• **SELECTED EXTRACT**
* START *

Page MenuHomePhabricator

rack/setup/install cloudelastic100[1-4].eqiad.wmnet systems
Closed, ResolvedPublic

Description

This task will track the racking/setup/installation of 4 new systems ordered for the cloud services elastic search replica cluster.

Hostname considerations: @RobH picked cloudelastic, for the cloud teams replication of the elastic systems. If another name is preferred, just document it on Infrastructure_naming_conventions and remove the cloudelastic entry.

Racking Proposal: spread evenly across all rows.

cloudelastic1001:

  • - receive in system on procurement task T187627
  • - rack system with proposed racking plan (see above) & update racktables (include all system info plus location)
  • - bios/drac/serial setup/testing
  • - mgmt dns entries added for both asset tag and hostname
  • - network port setup (description, enable, vlan)
    • end on-site specific steps
  • - production dns entries added
  • - operations/puppet update (install_server at minimum, other files if possible)
  • - OS installation - stretch
  • - puppet accept/initial run
  • - handoff for service implementation

cloudelastic1002:

  • - receive in system on procurement task T187627
  • - rack system with proposed racking plan (see above) & update racktables (include all system info plus location)
  • - bios/drac/serial setup/testing
  • - mgmt dns entries added for both asset tag and hostname
  • - network port setup (description, enable, vlan)
    • end on-site specific steps
  • - production dns entries added
  • - operations/puppet update (install_server at minimum, other files if possible)
  • - OS installation - stretch
  • - puppet accept/initial run
  • - handoff for service implementation

cloudelastic1003:

  • - receive in system on procurement task T187627
  • - rack system with proposed racking plan (see above) & update racktables (include all system info plus location)
  • - bios/drac/serial setup/testing
  • - mgmt dns entries added for both asset tag and hostname
  • - network port setup (description, enable, vlan)
    • end on-site specific steps
  • - production dns entries added
  • - operations/puppet update (install_server at minimum, other files if possible)
  • - OS installation - stretch
  • - puppet accept/initial run
  • - handoff for service implementation

cloudelastic1004:

  • - receive in system on procurement task T187627
  • - rack system with proposed racking plan (see above) & update racktables (include all system info plus location)
  • - bios/drac/serial setup/testing
  • - mgmt dns entries added for both asset tag and hostname
  • - network port setup (description, enable, vlan)
    • end on-site specific steps
  • - production dns entries added
  • - operations/puppet update (install_server at minimum, other files if possible)
  • - OS installation - stretch
  • - puppet accept/initial run
  • - handoff for service implementation

Event Timeline

RobH created this task.May 8 2018, 5:14 PM
RobH triaged this task as Normal priority.
Restricted Application added a subscriber: Aklapper. · View Herald TranscriptMay 8 2018, 5:14 PM
RobH added a comment.May 8 2018, 5:20 PM

@bd808 or @chasemp: Before @Cmjohnson racks these, I'd like to confirm the networking requirements.

* END *

• **TASK SET**
(1) Answer these questions about the cloudelastic setup task above, one line each:
(a) How many new systems does it cover?
(b) Which OS is to be installed on them?
(c) Who created it, and on what date?
(2) Extend the cloudelastic setup task past its final sentence with the next entries in its event timeline.

• **DATA LINES**
* START *

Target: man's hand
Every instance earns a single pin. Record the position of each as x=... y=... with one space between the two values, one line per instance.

* END *

• **ANSWERS FOR THE EXERCISE**
(1)
(a) 4
(b) Stretch
(c) RobH, May 8 2018

(2)
These have 10Gbit networking, so they will go in 10G racks. Then we would want to know if they will be the labs-support-vlan is the one we'll be using, or something else. (Since that can affect what rows these go in.) Finally, I assume we want them spread out as much as possible, so different rows if we can, and at minimum different racks.

@chasemp noted they are at a conference, so this may have to wait a day or two before we see answers.

Cmjohnson moved this task from Backlog to Being worked on on the ops-eqiad board.May 15 2018, 3:46 PM

@chasemp please let me know network requirements.

bd808 added a comment.May 29 2018, 3:27 PM

Then we would want to know if they will be the labs-support-vlan is the one we'll be using, or something else. (Since that can affect what rows these go in.)

We have been trying not to add new hosts into the labs-support-vlan since the security exposure of that vlan is so confusing. We have been putting things into the public vlan instead as that makes it more obvious that Cloud Services support boxes are functionally exposed to anyone on the internet (after signing up for a developer account and joining a Cloud VPS project). @chasemp can you confirm that public vlan is correct for these hosts?

Finally, I assume we want them spread out as much as possible, so different rows if we can, and at minimum different racks.

+1 to spreading across rows and racks as much as possible.

Then we would want to know if they will be the labs-support-vlan is the one we'll be using, or something else. (Since that can affect what rows these go in.)

We have been trying not to add new hosts into the labs-support-vlan since the security exposure of that vlan is so confusing. We have been putting things into the public vlan instead as that makes it more obvious that Cloud Services support boxes are functionally exposed to anyone on the internet (after signing up for a developer account and joining a Cloud VPS project). @chasemp can you confirm that public vlan is correct for these hosts?

Public is correct current best practice. Then we firewall it down the the narrowest requestors possible.

@chasemp please let me know network requirements.

We would like 10G if possible. These hosts will be tracking the production CirrusSearch data feed and also serving responses to Cloud Services users. And as noted above, they should be placed in the public vlan and spread across rows/racks as much as possible for redundancy.

Cmjohnson updated the task description. (Show Details)Jun 28 2018, 2:35 PM
Vvjjkkii renamed this task from rack/setup/install cloudelastic100[1-4].eqiad.wmnet systems to 9cdaaaaaaa.Jul 1 2018, 1:11 AM
Vvjjkkii raised the priority of this task from Normal to High.
Vvjjkkii removed RobH as the assignee of this task.
Vvjjkkii updated the task description. (Show Details)
Vvjjkkii removed a subscriber: Aklapper.
CommunityTechBot assigned this task to RobH.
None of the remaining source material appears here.